**SUPPLIED PASSAGE**
XDG standard: Is Math a Science
jirka at 5z.com
Wed Feb 11 02:34:45 EET 2004
On Tue, Feb 10, 2004 at 04:57:10PM -0700, James Richard Tyrer wrote:
> >I mean it seems pretty idiotic to discuss endlessly about whether
> >mathematics is a science considering it's is the foundation of all the
> >other sciences (eg physics, chemistry, all require mathematics) It's a
> >requirement. So lets move on.
> You miss the point. The question is of common usage. Specifically, do
> most people consider Math a subdivision of Science or a separate
Yes, common usage is great. Of course common usage among people who are most
likely to LOOK for such programs is the most important here. So
mathematicians or scientists/engineers in general. It seems to me that
overwhelmingly this group seems to look for mathematics under science.
That is you haven't given any evidence other then 'fake google statistics'
that you are right about common usage of that term. And most definately you
have not given any evidence that this is not the common usage among the
affected group, which in this case is the scientific/engineering community in
Unless of course you are the formost authority on common usage of words and
thus just purely your word alone is all that we need to make us believe this
in fact is the common usage. And that our usage is very very uncommon, even
though you seem to be the only one for whom it is so far common. I would
venture a guess (purely ameteurish) that the definition of common (including
the 'common usage' of the word 'common') means that the proportion of
population would use this. But I may be out of date on my definition of
common and perhaps it is true that the common usage of the word 'common'
means 'James Richard Tyrer thinks so'.
> I don't see why Math should be a sub-menu of Science. I think that it,
> like Engineering, should be a separate category.
> And I did try:
> mathematical science
> in Google. I got 2.9 Million compared to 4.3 million for:
> mathematics science
And I get 4.4 million for 'chemistry science' and 5mil for 'chemical
science', again 4.7mil for 'biology science', 4.9mil for 'physics science',
6mil for 'engineering science', 2.7mil for 'astronomy science', 700k for
'astrology science'. So what are your results showing about common usage?
ANSWER: ABSOLUTELY NOTHING
Try typing in 'mathematics is not a science' and you get 3.9mil and
you type 'mathematics is a science' and you get 4.4mil. Furthermore
trying with chemistry instead of mathematics I get very VERY similar
> Perhaps this isn't the most scientific :-) method, but I think that
> considering Math a field separate from Science is the best choice based on
> common usage -- and common usage, not quotes from famous mathematicians is
> what matters here.
If you feel common usage is such then GIVE AN ARGUMENT, PROOF, EVIDENCE
and/or REFERENCES that support that inferrence.

**ACTIVITY**
In the mailing-list post on whether math is a science, list every search phrase and its result count from the sentence beginning "And I get 4.4 million".

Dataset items
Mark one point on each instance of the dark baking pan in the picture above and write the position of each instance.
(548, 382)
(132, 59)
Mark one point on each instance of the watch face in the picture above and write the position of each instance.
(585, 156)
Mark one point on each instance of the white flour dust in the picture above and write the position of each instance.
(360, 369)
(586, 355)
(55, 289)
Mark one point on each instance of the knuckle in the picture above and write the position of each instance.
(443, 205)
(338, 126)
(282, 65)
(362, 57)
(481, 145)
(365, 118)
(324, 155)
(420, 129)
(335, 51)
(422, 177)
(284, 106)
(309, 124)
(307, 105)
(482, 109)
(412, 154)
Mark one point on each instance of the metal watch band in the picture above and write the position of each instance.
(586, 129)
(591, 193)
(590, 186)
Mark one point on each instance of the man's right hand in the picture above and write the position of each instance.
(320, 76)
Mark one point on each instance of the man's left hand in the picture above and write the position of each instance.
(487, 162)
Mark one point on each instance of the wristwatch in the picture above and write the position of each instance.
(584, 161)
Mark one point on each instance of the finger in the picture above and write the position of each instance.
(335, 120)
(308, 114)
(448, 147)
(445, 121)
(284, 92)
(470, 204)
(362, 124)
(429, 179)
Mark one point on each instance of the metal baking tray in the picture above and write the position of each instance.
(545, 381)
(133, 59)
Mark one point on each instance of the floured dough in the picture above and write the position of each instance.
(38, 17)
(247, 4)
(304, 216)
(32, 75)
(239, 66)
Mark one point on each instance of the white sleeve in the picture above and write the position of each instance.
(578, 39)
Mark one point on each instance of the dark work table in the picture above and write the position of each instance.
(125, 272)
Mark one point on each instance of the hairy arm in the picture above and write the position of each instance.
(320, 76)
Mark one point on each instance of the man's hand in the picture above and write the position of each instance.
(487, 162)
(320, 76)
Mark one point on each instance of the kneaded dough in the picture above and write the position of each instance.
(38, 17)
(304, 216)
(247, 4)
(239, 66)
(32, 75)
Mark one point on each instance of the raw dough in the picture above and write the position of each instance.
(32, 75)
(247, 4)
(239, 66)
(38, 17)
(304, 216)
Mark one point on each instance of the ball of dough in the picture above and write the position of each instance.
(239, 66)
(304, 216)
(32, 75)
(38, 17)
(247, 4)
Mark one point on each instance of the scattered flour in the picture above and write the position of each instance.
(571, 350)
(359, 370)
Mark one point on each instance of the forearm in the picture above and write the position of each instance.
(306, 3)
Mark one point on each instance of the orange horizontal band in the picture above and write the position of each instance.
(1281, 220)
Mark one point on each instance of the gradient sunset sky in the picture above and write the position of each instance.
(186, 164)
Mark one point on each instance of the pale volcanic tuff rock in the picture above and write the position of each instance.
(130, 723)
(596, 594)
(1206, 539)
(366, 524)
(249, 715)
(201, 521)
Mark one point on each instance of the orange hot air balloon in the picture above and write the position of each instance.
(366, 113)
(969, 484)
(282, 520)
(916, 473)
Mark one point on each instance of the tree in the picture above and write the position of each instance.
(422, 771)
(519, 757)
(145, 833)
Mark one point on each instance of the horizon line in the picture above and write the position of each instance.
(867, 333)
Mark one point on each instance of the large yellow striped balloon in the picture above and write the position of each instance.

**SOLUTION TO THIS EXERCISE**
- "chemistry science": 4.4 million
- "chemical science": 5 million
- "biology science": 4.7 million
- "physics science": 4.9 million
- "engineering science": 6 million
- "astronomy science": 2.7 million
- "astrology science": 700k